▶ EXERCISE INSTRUCTIONS
Transcribe the data in full and exactly, omitting any pictures.

[Records from a data source]

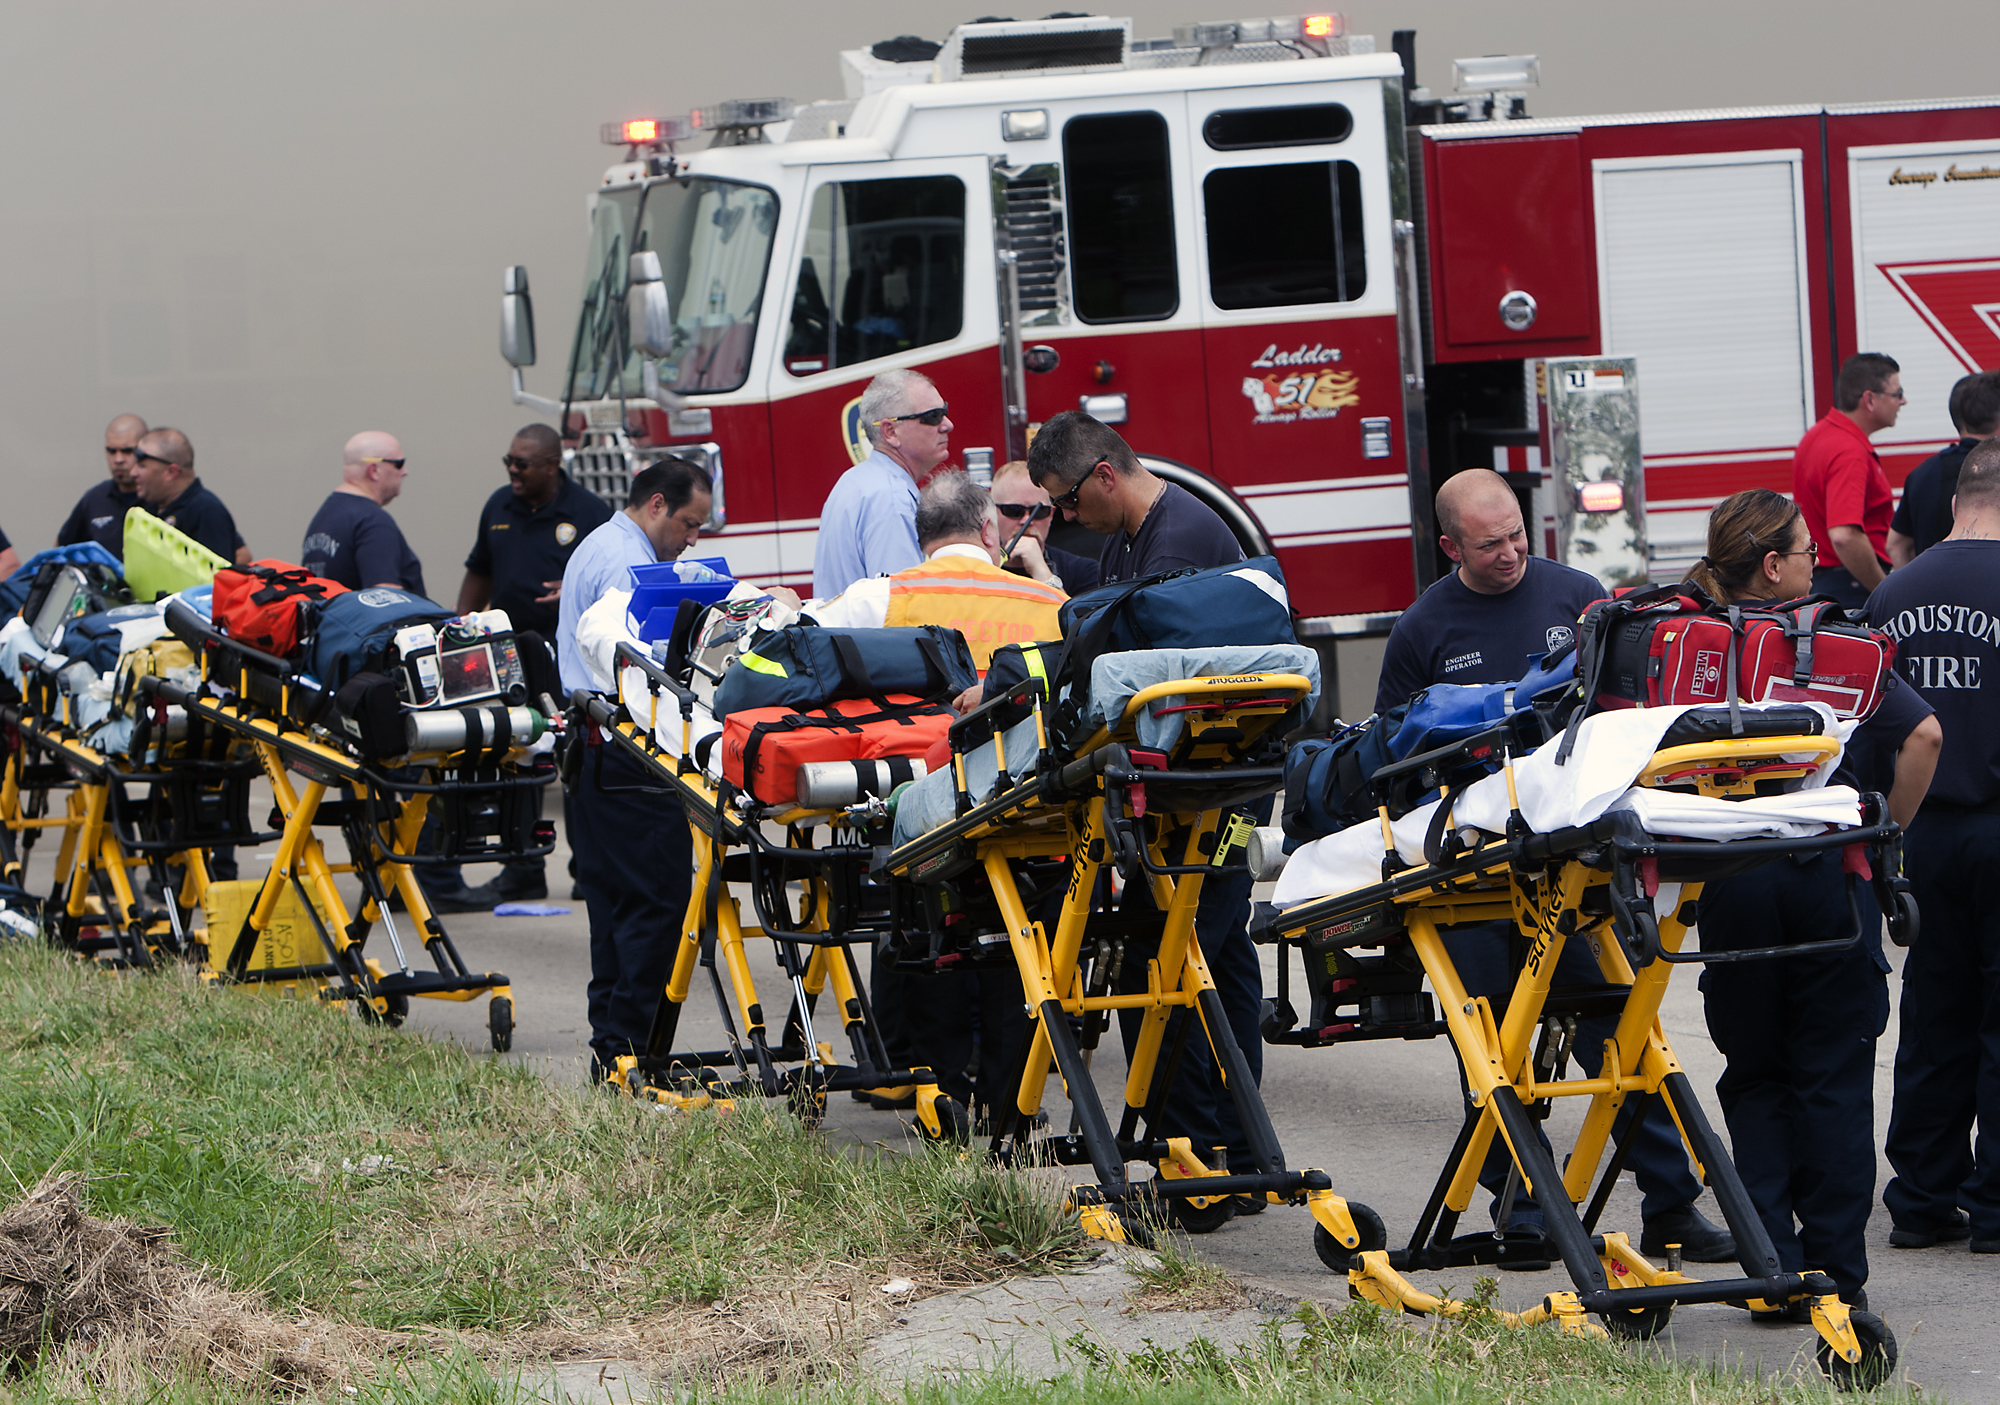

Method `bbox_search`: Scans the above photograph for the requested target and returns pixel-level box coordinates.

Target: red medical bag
[720,695,954,806]
[212,560,350,658]
[1586,591,1895,719]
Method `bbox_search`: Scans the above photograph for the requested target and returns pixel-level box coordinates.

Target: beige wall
[1,0,1988,590]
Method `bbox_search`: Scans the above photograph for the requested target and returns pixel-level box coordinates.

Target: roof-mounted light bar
[600,116,694,147]
[692,97,797,132]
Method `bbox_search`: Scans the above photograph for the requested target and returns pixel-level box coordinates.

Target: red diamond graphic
[1878,259,2000,372]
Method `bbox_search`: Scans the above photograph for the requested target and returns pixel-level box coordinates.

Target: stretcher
[0,614,258,968]
[874,645,1373,1250]
[150,598,535,1048]
[1260,700,1909,1387]
[575,636,959,1129]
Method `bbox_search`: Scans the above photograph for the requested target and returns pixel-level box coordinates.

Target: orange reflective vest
[882,555,1066,672]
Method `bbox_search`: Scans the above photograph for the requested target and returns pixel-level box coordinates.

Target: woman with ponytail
[1689,489,1940,1317]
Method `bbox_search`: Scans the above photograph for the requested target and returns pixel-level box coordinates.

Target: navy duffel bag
[711,624,978,722]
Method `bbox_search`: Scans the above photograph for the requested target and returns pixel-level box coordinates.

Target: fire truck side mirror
[627,250,675,359]
[501,266,536,368]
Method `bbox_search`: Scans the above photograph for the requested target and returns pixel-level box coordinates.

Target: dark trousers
[1116,862,1270,1173]
[571,744,692,1071]
[1812,565,1876,612]
[1443,919,1702,1224]
[1884,807,2000,1238]
[1699,852,1888,1298]
[902,968,1031,1110]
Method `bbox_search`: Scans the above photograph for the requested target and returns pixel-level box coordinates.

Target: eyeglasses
[503,454,558,472]
[995,501,1052,522]
[1774,542,1820,561]
[361,456,407,470]
[132,449,185,470]
[1871,387,1908,402]
[876,402,949,427]
[1051,463,1104,511]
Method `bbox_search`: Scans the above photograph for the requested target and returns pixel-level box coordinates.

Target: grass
[1122,1233,1250,1313]
[0,940,1917,1404]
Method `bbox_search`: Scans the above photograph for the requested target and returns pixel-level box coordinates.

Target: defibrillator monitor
[29,568,87,651]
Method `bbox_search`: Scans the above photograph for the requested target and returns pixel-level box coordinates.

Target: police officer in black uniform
[1688,489,1939,1313]
[1376,468,1735,1265]
[1871,436,2000,1255]
[1886,371,1999,567]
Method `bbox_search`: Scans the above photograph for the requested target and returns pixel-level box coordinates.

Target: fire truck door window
[563,187,642,406]
[783,176,965,376]
[1201,104,1353,151]
[636,179,779,394]
[1203,161,1366,309]
[1062,111,1178,323]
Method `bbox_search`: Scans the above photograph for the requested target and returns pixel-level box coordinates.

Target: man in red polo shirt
[1792,352,1903,608]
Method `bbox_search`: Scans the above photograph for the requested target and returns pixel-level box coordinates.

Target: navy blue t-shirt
[1047,543,1102,595]
[57,480,140,558]
[1375,556,1603,713]
[144,480,245,563]
[1869,538,2000,808]
[1889,437,1978,560]
[1097,480,1243,584]
[464,473,613,638]
[302,492,425,595]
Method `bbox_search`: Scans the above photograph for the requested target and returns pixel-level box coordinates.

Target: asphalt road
[36,794,1995,1398]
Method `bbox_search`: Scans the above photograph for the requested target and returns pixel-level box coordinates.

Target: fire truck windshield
[563,177,778,406]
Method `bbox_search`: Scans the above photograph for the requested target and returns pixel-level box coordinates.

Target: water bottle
[673,558,725,584]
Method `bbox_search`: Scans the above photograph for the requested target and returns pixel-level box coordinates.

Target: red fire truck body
[498,15,2000,635]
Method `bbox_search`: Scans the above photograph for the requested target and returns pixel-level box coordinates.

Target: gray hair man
[810,368,954,599]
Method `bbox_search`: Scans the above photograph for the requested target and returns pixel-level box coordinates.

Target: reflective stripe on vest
[882,556,1066,671]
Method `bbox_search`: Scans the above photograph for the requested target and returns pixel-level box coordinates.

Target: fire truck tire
[1137,457,1274,559]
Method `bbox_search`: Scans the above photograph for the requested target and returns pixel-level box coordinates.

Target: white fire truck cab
[498,13,2000,643]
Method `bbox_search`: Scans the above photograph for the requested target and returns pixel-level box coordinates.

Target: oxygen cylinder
[795,757,929,809]
[1244,826,1289,883]
[404,706,547,754]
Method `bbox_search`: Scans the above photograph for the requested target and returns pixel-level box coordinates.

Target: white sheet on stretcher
[1272,701,1858,908]
[889,645,1321,850]
[0,604,188,756]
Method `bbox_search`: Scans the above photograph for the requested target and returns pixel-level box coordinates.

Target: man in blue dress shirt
[812,369,953,599]
[559,455,713,1080]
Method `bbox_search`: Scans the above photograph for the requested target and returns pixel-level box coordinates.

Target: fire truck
[497,13,2000,646]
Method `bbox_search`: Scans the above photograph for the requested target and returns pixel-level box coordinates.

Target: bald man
[132,427,249,566]
[301,431,425,594]
[1371,468,1735,1265]
[57,413,149,557]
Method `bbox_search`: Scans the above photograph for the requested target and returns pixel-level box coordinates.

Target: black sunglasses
[503,454,558,471]
[1051,462,1104,510]
[133,449,185,469]
[878,402,949,427]
[996,501,1052,522]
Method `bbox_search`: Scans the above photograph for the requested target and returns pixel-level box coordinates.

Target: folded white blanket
[1273,702,1856,908]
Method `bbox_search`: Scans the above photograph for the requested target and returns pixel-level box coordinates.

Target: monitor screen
[438,643,497,703]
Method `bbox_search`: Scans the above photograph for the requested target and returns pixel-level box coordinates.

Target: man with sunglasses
[456,424,611,638]
[57,414,149,558]
[130,427,249,566]
[301,431,425,593]
[1793,352,1905,609]
[812,370,952,599]
[991,460,1100,595]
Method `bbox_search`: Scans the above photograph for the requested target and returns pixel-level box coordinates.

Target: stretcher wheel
[1817,1310,1897,1391]
[1313,1202,1387,1273]
[1601,1302,1673,1339]
[487,996,514,1053]
[357,992,408,1028]
[1161,1187,1236,1235]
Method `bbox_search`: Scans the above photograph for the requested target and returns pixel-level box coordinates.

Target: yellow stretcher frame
[577,642,954,1130]
[877,668,1365,1251]
[1266,718,1903,1384]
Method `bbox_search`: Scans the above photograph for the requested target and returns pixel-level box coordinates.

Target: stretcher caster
[1600,1302,1673,1340]
[1161,1187,1236,1235]
[913,1088,970,1144]
[487,996,514,1053]
[1818,1309,1897,1391]
[1312,1202,1386,1273]
[357,992,408,1028]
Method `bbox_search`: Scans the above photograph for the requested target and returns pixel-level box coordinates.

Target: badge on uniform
[556,522,577,546]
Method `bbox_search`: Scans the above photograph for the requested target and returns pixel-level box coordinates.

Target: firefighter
[812,369,952,600]
[57,414,147,558]
[1688,489,1938,1314]
[558,457,711,1082]
[1886,371,2000,567]
[130,427,250,566]
[300,432,424,593]
[1792,352,1902,610]
[990,460,1100,595]
[1375,467,1735,1266]
[1871,438,2000,1256]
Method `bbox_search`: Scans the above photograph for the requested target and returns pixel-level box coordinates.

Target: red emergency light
[599,116,693,147]
[1577,481,1625,515]
[1303,14,1338,38]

▶ EXERCISE SOLUTION
Method `bbox_search`: Scans the above photograph for the requested target and returns pixel-level box coordinates.

Target: red medical bag
[720,695,954,806]
[212,560,350,658]
[1586,591,1895,719]
Method `bbox_search`: Scans the above photograph for the requested target and returns pixel-level box coordinates.

Target: beige wall
[1,0,1988,590]
Method `bbox_search`: Scans the above photograph for the requested target and returns pixel-level box coordinates.

Target: roof-mounted light bar
[600,116,694,147]
[692,97,797,132]
Method `bbox_search`: Scans the above photograph for the requested target and returns pixel-level box coordinates.

Target: red diamond graphic
[1878,259,2000,372]
Method `bbox_search`: Scans the above photograph for the requested target and returns pixel-level box coordinates.

Target: stretcher
[0,614,258,968]
[874,645,1373,1250]
[150,598,535,1048]
[1260,700,1909,1387]
[575,636,959,1129]
Method `bbox_search`: Scans the above photograph for the requested target and returns pixel-level box coordinates.

Target: orange reflective vest
[882,555,1066,672]
Method `bbox_search`: Scans the above photograph for the requested target and returns pixel-level box coordinates.

Target: woman with ponytail
[1689,489,1940,1317]
Method `bbox_search`: Scans the above photograph for the requested target and returns pixel-level box coordinates.

Target: navy duffel bag
[711,624,978,722]
Method `bbox_search`: Scans the above photograph for the requested target and returns pixel-level box coordinates.

Target: fire truck side mirror
[627,250,675,359]
[501,266,536,368]
Method `bbox_search`: Scans the above photograph for the requested target and returns pixel-level box coordinates.

Target: dark trousers
[1116,862,1270,1173]
[571,744,692,1071]
[1812,565,1876,612]
[1443,919,1702,1224]
[1884,807,2000,1238]
[1699,852,1888,1298]
[902,968,1031,1110]
Method `bbox_search`: Scans the above photograph for the requested target and returns pixel-level box coordinates.

Target: eyeglasses
[503,454,558,472]
[995,501,1052,522]
[1774,542,1820,561]
[361,456,407,470]
[132,449,185,470]
[1871,387,1908,402]
[876,402,949,427]
[1051,463,1104,511]
Method `bbox_search`: Scans the above photograph for the requested target and returns pixel-level box coordinates.

Target: grass
[1122,1233,1250,1313]
[0,940,1917,1404]
Method `bbox_search`: Scans the above photograph for the requested target and returns pixel-level box coordinates.

Target: defibrillator monitor
[29,568,87,651]
Method `bbox_search`: Scans the above photograph for the requested target and returns pixel-level box coordinates.

Target: police officer in black uniform
[1688,489,1939,1313]
[1376,468,1735,1265]
[1871,436,2000,1255]
[1886,371,1999,567]
Method `bbox_search`: Scans the above photograph for the requested target and returns pixel-level box coordinates.

Target: fire truck door window
[563,187,642,406]
[783,176,965,376]
[1201,104,1353,151]
[636,179,779,394]
[1203,161,1366,309]
[1062,111,1178,323]
Method `bbox_search`: Scans the above photograph for the requested target and returns pixel-level box coordinates.

Target: man in red polo shirt
[1792,352,1903,608]
Method `bbox_search`: Scans the above photograph for the requested target and returns pixel-level box coordinates.

Target: navy blue t-shirt
[1047,543,1102,595]
[57,480,140,558]
[1375,556,1603,713]
[144,480,245,563]
[1869,538,2000,808]
[1889,437,1978,560]
[1097,480,1243,584]
[464,473,613,638]
[302,492,425,595]
Method `bbox_search`: Scans the above photograph for the requested target and returns pixel-level box coordinates.

Target: asphalt road
[36,794,1995,1398]
Method `bbox_search`: Scans the above photograph for the requested target and returns pixel-level box coordinates.

Target: fire truck windshield
[563,177,778,406]
Method `bbox_search`: Scans the above photograph for the requested target and returns pixel-level box coordinates.

Target: water bottle
[673,558,725,584]
Method `bbox_search`: Scans the above photograph for the requested target and returns pixel-level box coordinates.

Target: red fire truck body
[498,15,2000,635]
Method `bbox_search`: Scans the above photograph for the requested target and returns pixel-level box coordinates.

Target: gray hair man
[810,368,954,599]
Method `bbox_search`: Scans the above photograph for the requested target and returns pixel-level box coordinates.

Target: reflective stripe on vest
[882,556,1066,671]
Method `bbox_search`: Scans the above photograph for the requested target and returns pixel-level box coordinates.

Target: fire truck tire
[1137,457,1274,559]
Method `bbox_search`: Scans the above photograph for the requested target and returns pixel-level box coordinates.

Target: white fire truck cab
[498,13,2000,643]
Method `bbox_search`: Scans the above photograph for the requested target and returns pixel-level box coordinates.

Target: oxygen cylinder
[795,757,929,809]
[1244,826,1289,883]
[404,706,547,754]
Method `bbox_search`: Scans the above photograph for the requested target and returns pixel-level box coordinates.

Target: white sheet on stretcher
[1272,701,1858,908]
[889,645,1321,850]
[0,604,188,756]
Method `bbox_search`: Scans the above photograph for the requested target and returns pixel-level box coordinates.

Target: man in blue dress shirt
[812,369,953,599]
[559,455,713,1080]
Method `bbox_search`: Scans the above photograph for the requested target and returns pixel-level box coordinates.

Target: fire truck
[497,13,2000,646]
Method `bbox_search`: Scans the above photograph for the requested target and returns pixel-level box coordinates.

Target: bald man
[132,427,249,566]
[301,431,425,594]
[1371,468,1735,1265]
[57,413,149,557]
Method `bbox_search`: Scans the above photograph for the requested target and returns pixel-level box coordinates.

Target: black sunglasses
[503,454,558,471]
[1051,462,1104,510]
[133,449,185,469]
[878,402,949,427]
[996,501,1052,522]
Method `bbox_search`: Scans the above photograph for the requested target and returns pixel-level box coordinates.

Target: folded white blanket
[1273,702,1856,908]
Method `bbox_search`: Scans the above photograph for the requested target and returns pixel-level box coordinates.

Target: monitor screen
[438,643,497,703]
Method `bbox_search`: Scans the above photograph for the requested target and returns pixel-level box coordinates.

Target: man with sunglasses
[456,424,611,638]
[57,414,149,558]
[130,427,249,566]
[301,431,425,593]
[1793,352,1905,609]
[812,370,952,599]
[991,460,1100,595]
Method `bbox_search`: Scans the above photograph for the requested target and returns pixel-level box coordinates.

Target: stretcher wheel
[1817,1310,1897,1391]
[1313,1202,1387,1273]
[1601,1302,1673,1339]
[487,996,514,1053]
[357,992,408,1028]
[1161,1187,1236,1235]
Method `bbox_search`: Scans the above photograph for the requested target and returns pixel-level box coordinates.

Target: yellow stretcher frame
[577,642,954,1130]
[877,668,1365,1251]
[1266,718,1903,1384]
Method `bbox_search`: Scans the above photograph for the requested target and returns pixel-level box coordinates.

Target: stretcher caster
[1600,1302,1673,1340]
[1161,1187,1236,1235]
[913,1088,970,1144]
[487,996,514,1053]
[1818,1309,1897,1391]
[1312,1202,1386,1273]
[357,992,408,1028]
Method `bbox_search`: Scans the above photograph for the requested target and returns pixel-level box coordinates.

Target: badge on uniform
[556,522,577,546]
Method `bbox_search`: Scans the above photograph for the requested target and returns pixel-level box coordinates.

Target: firefighter
[812,369,952,600]
[57,414,147,558]
[1688,489,1938,1314]
[558,457,711,1082]
[1886,371,2000,567]
[130,427,250,566]
[300,432,424,593]
[1792,352,1902,610]
[990,460,1100,595]
[1375,467,1735,1266]
[1871,438,2000,1256]
Method `bbox_search`: Scans the above photograph for the requested target and returns pixel-level box coordinates.

Target: red emergency light
[599,116,693,147]
[1577,481,1625,515]
[1303,14,1338,38]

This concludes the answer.